**Exercices:**
[A] Réécrivez le passage de l'extrait du texte qui commence par les mots contenant "Par arrêté grand-ducal" et se termine par "18 mai 1999.", en remplaçant "recours" par "pourvoi".
[B] Comment résumeriez-vous en deux phrases l'extrait sur le retrait de la nomination de Monsieur HALSDORF ?
[C] Répondez à ces questions sur l'extrait du texte :
(i) De quelle date est la lettre du directeur de l'administration des Contributions directes ?
(ii) Où la requête de Monsieur HALSDORF a-t-elle été déposée ?
(iii) Selon le demandeur, à quelle date sa nomination a-t-elle été arrêtée par le Grand-Duc ?

Par lettre du 9 avril 1999, le directeur de l’administration des Contributions directes informa Monsieur HALSDORF de ce que « au sujet de la nomination susvisée la Chambre des Comptes a émis l’observation suivante:

Le seul poste du cadre fermé de la carrière de l’ingénieur technicien étant occupé par l’agent J. K. la nomination [de Monsieur HALSDORF] (…) n’est pas admise ».

Par arrêté grand-ducal du 18 mai 1999, « l’arrêté grand-ducal du 20 avril 1999 portant nomination de Monsieur … HALSDORF aux fonctions d’ingénieur technicien inspecteur principal à l’administration des contributions directes, est rapporté ».

Par requête déposée au greffe du tribunal administratif en date du 22 juillet 1999, Monsieur HALSDORF a fait introduire un recours « principalement en nullité ou inefficacité, subsidiairement en réformation, plus subsidiairement en annulation » contre l’arrêté grand-

ducal prévisé du 18 mai 1999.

Le demandeur relève en premier lieu que l’arrêté grand-ducal litigieux concernerait un arrêté grand-ducal du 20 avril 1999 et, comme un tel arrêté grand-ducal n’existerait pas, étant précisé que sa nomination a été arrêtée par le Grand-Duc le 20 janvier 1999, il soutient que ce serait à tort qu’il se verrait réduire son traitement mensuel de plus de …- francs sur base de l’arrêté grand-ducal litigieux « alors que son arrêté de nomination n’a jamais été rapporté et qu’il a toujours la fonction d’ingénieur technicien inspecteur principal à l’Administration des Contributions directes ». Sur ce, il demande au tribunal de « constater la nullité, sinon l’inefficacité de l’arrêté grand-ducal du 18 mai 1999 ».

**Données fournies:**

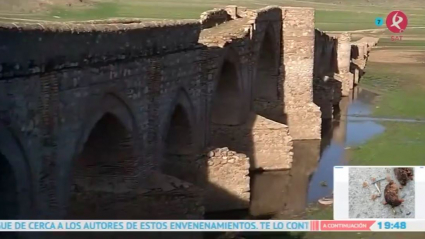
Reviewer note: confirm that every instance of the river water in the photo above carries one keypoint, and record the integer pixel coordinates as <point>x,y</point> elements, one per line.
<point>311,176</point>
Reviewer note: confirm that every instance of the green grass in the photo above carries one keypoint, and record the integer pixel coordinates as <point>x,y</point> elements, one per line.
<point>402,88</point>
<point>400,144</point>
<point>330,14</point>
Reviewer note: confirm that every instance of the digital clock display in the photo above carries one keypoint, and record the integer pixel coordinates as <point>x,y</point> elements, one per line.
<point>392,225</point>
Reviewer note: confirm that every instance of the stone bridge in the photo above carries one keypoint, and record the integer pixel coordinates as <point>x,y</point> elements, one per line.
<point>125,119</point>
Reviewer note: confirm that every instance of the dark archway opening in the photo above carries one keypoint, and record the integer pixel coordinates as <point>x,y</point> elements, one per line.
<point>104,169</point>
<point>228,100</point>
<point>9,206</point>
<point>266,85</point>
<point>8,191</point>
<point>179,151</point>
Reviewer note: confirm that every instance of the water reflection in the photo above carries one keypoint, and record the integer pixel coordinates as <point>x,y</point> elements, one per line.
<point>346,132</point>
<point>311,176</point>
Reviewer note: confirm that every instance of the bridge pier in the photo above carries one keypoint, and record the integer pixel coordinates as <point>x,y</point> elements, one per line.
<point>343,73</point>
<point>303,116</point>
<point>100,132</point>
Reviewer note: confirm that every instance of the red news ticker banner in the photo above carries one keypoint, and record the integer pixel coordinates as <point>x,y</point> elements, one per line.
<point>341,225</point>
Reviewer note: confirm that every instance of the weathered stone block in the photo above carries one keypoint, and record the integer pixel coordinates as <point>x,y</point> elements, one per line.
<point>228,181</point>
<point>267,143</point>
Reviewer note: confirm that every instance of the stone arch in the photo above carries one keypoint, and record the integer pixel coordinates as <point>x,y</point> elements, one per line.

**Réponses par exercice:**
[A]
Par arrêté grand-ducal du 18 mai 1999, « l’arrêté grand-ducal du 20 avril 1999 portant nomination de Monsieur … HALSDORF aux fonctions d’ingénieur technicien inspecteur principal à l’administration des contributions directes, est rapporté ».

Par requête déposée au greffe du tribunal administratif en date du 22 juillet 1999, Monsieur HALSDORF a fait introduire un pourvoi « principalement en nullité ou inefficacité, subsidiairement en réformation, plus subsidiairement en annulation » contre l’arrêté grand-

ducal prévisé du 18 mai 1999.

[B] La Chambre des Comptes n'a pas admis la nomination de Monsieur HALSDORF, le seul poste du cadre fermé de la carrière de l'ingénieur technicien étant déjà occupé, et un arrêté grand-ducal du 18 mai 1999 a rapporté cette nomination. Le 22 juillet 1999, Monsieur HALSDORF a introduit un recours contre cet arrêté en soutenant qu'il concernerait un arrêté du 20 avril 1999 inexistant, sa nomination ayant été arrêtée le 20 janvier 1999, et il demande au tribunal d'en constater la nullité, sinon l'inefficacité.

[C]
(i) Du 9 avril 1999.
(ii) Au greffe du tribunal administratif.
(iii) Le 20 janvier 1999.